━━ DOCUMENT SEGMENT

A high vaginal swab (HVS) is a medical procedure performed in obstetrics and gynaecology to test vaginal discharge for the presence of vaginal thrush, bacterial vaginosis and trichomonas vaginalis.

It is carried out in clean conditions, by a healthcare professional who uses a speculum to look at the cervix and vagina. After inserting the swab to the top of the vagina, it is rotated around to obtain a sample of the discharge and subsequently, the speculum is removed and the sample sent for microscopy, culture and sensitivity.

==Uses ==
A high vaginal swab is a medical procedure generally to test vaginal discharge for the presence of vaginal thrush, bacterial vaginosis and trichomonas vaginalis. It may be performed when there is vaginal bleeding alone and can be done at the same time as a smear test.

━━━━

REQUIRED WORK:
#1 Write out the part of the high vaginal swab passage starting at "It is carried" and ending at "a smear test.".
#2 Answer these from the high vaginal swab passage, one line each:
(a) What does the healthcare professional use to look at the cervix and vagina?
(b) What is the sample sent for?
(c) What test can the procedure be done at the same time as?
#3 Carry on the passage about the high vaginal swab from its last sentence.

━━ DATA SHOWN

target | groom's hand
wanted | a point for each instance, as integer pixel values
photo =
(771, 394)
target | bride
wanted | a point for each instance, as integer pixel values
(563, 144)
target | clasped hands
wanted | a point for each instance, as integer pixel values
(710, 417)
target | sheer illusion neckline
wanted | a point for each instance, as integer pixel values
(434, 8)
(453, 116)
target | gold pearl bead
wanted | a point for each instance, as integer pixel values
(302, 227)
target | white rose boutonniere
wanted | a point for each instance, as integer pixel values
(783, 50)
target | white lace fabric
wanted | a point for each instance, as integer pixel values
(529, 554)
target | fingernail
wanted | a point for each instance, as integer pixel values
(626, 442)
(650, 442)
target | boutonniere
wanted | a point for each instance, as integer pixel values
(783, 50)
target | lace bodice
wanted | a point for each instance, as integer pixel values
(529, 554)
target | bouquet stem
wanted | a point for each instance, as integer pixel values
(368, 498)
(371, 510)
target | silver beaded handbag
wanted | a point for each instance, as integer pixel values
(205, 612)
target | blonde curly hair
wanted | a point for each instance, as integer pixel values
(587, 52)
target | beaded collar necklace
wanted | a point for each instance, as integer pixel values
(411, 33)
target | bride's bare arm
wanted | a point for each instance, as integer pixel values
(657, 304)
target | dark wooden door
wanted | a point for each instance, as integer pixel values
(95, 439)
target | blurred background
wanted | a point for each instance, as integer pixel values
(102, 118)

━━━━
━━ DATA SHOWN

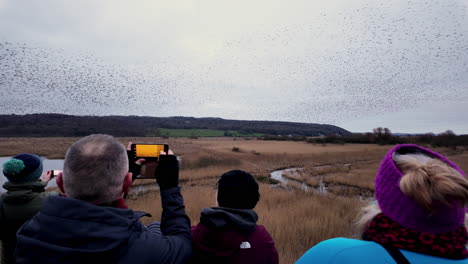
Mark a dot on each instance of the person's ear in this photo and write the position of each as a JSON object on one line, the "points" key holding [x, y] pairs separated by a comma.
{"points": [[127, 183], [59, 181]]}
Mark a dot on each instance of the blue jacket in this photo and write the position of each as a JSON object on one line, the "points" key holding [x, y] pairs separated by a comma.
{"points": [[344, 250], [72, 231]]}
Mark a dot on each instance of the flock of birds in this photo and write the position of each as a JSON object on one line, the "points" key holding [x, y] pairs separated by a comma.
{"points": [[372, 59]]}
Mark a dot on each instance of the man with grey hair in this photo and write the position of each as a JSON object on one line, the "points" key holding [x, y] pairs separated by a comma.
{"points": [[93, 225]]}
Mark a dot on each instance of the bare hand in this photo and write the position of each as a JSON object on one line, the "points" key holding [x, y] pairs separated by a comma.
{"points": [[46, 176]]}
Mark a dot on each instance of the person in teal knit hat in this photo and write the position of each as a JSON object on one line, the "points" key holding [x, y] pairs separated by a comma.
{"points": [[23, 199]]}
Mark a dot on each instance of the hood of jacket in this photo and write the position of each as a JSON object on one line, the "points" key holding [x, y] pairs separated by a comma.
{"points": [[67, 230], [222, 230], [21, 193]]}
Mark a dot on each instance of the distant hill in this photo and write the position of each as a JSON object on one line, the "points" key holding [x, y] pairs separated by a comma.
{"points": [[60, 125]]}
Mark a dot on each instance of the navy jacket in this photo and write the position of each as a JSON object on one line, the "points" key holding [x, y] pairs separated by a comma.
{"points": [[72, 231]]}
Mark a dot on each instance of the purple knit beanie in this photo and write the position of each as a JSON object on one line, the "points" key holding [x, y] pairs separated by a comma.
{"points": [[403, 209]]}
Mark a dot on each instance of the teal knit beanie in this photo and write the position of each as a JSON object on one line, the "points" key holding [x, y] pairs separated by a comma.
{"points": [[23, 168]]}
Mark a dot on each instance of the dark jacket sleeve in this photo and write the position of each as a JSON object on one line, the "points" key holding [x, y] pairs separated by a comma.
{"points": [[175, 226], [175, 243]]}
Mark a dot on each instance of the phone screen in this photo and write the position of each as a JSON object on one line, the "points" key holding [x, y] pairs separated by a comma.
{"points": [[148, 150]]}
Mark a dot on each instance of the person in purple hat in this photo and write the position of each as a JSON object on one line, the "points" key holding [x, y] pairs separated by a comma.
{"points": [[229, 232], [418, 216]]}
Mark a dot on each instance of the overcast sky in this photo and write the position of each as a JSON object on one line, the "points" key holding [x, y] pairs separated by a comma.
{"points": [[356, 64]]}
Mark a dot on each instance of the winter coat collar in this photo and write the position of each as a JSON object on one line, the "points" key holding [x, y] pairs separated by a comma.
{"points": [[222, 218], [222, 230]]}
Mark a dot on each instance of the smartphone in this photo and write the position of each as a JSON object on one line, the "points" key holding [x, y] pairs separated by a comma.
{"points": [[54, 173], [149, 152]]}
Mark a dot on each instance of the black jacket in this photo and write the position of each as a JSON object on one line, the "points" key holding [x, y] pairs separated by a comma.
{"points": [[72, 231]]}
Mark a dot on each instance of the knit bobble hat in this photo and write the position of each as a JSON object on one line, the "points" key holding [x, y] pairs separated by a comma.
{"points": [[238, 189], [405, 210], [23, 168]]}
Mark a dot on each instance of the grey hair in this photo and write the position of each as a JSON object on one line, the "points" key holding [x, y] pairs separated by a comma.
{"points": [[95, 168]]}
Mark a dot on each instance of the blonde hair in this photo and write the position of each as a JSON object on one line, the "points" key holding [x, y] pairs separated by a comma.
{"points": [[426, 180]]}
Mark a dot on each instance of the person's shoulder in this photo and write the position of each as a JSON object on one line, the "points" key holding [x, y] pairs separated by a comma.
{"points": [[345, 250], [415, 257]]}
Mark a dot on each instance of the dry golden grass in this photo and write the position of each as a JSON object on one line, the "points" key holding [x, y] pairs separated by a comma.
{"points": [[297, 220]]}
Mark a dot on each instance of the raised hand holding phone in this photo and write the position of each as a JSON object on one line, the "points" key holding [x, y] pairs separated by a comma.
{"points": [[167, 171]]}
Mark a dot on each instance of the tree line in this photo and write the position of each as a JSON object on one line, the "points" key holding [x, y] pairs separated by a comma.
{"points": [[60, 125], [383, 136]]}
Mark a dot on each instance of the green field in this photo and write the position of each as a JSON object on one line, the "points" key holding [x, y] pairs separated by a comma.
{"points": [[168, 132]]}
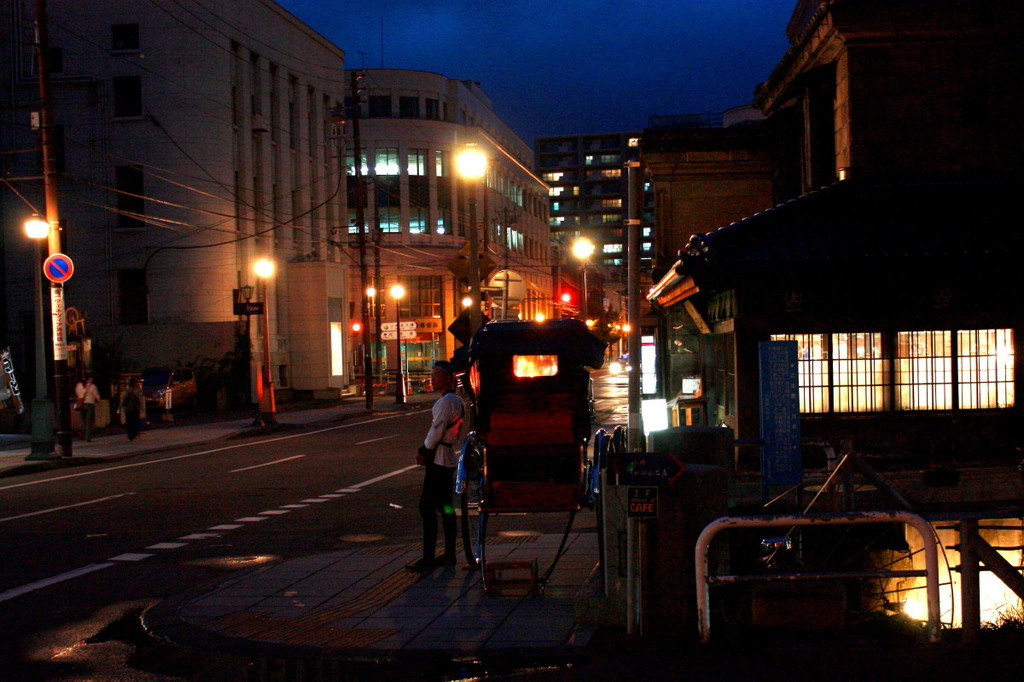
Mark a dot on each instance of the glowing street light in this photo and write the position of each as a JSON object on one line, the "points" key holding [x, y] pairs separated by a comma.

━━━━
━━ DATA SHOWN

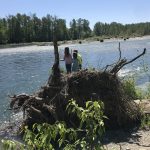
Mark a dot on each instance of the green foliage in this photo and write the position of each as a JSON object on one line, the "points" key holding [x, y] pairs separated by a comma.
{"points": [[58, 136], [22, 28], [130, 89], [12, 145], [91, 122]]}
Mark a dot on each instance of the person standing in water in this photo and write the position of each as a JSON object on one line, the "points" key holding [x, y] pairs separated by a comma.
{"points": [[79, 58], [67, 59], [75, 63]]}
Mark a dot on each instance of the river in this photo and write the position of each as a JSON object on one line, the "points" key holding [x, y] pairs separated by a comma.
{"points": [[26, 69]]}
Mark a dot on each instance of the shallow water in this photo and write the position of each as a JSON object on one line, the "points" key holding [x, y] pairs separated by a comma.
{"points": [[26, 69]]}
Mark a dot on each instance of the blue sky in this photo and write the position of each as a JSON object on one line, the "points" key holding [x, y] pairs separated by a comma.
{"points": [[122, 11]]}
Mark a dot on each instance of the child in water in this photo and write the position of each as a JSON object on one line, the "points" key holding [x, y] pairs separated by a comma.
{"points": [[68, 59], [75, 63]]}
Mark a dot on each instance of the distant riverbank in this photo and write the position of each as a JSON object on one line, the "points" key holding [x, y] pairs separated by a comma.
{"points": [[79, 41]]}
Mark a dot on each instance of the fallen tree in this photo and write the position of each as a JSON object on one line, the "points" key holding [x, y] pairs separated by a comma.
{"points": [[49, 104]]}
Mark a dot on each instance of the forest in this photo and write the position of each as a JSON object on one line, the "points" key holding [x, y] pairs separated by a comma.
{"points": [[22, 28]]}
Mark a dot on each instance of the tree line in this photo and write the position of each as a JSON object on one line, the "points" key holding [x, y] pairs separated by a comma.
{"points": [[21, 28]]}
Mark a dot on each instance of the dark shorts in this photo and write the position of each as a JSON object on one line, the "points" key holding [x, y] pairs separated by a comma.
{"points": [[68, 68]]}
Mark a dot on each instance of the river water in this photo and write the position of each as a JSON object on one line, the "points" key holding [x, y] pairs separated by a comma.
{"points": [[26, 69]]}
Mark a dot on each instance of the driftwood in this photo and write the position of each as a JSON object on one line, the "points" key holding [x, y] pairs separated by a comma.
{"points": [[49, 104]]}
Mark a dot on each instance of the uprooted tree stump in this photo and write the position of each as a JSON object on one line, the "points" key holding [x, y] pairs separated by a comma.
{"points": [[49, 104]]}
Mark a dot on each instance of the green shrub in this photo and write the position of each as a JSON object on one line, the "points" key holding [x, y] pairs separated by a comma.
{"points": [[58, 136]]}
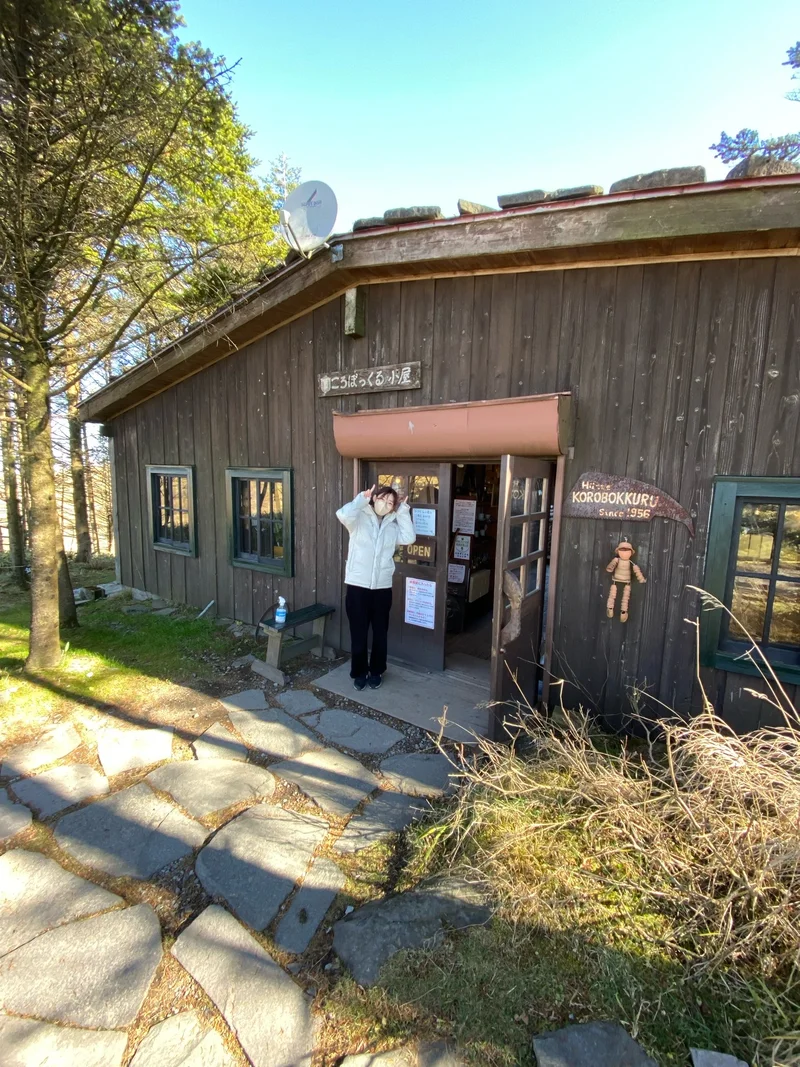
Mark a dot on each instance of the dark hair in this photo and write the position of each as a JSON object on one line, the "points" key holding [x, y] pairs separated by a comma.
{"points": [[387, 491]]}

━━━━

TASK-BY-TASK OUTPUTS:
#1
It is carried out in clean conditions, by a healthcare professional who uses a speculum to look at the cervix and vagina. After inserting the swab to the top of the vagina, it is rotated around to obtain a sample of the discharge and subsequently, the speculum is removed and the sample sent for microscopy, culture and sensitivity.

==Uses ==
A high vaginal swab is a medical procedure generally to test vaginal discharge for the presence of vaginal thrush, bacterial vaginosis and trichomonas vaginalis. It may be performed when there is vaginal bleeding alone and can be done at the same time as a smear test.

#2
(a) A speculum.
(b) Microscopy, culture and sensitivity.
(c) A smear test.

#3
==Technique ==
The procedure is carried out with good light and in clean conditions by a healthcare professional. After lubricating the speculum in warm water, it is inserted into the vagina to see the vagina and cervix, whilst also protecting the swab from being contaminated by organisms on the vulva. After inserting the swab to the top of the vagina, it is rotated to obtain a sample of the discharge and subsequently, the speculum is removed and the sample sent for microscopy, culture and sensitivity, in charcoal-based transport medium. If the sample cannot be sent to the laboratory immediately, it may be stored in a fridge.

It cannot be used to look for chlamydia or gonorrhoea.

==Evaluation==
Although the presence of laboratory facilities is ideal, in places where resources are limited, a HVS can be performed and evaluated at the bedside. Using HVS, candida and trichomonas may be diagnosed with a wet mount microscopy.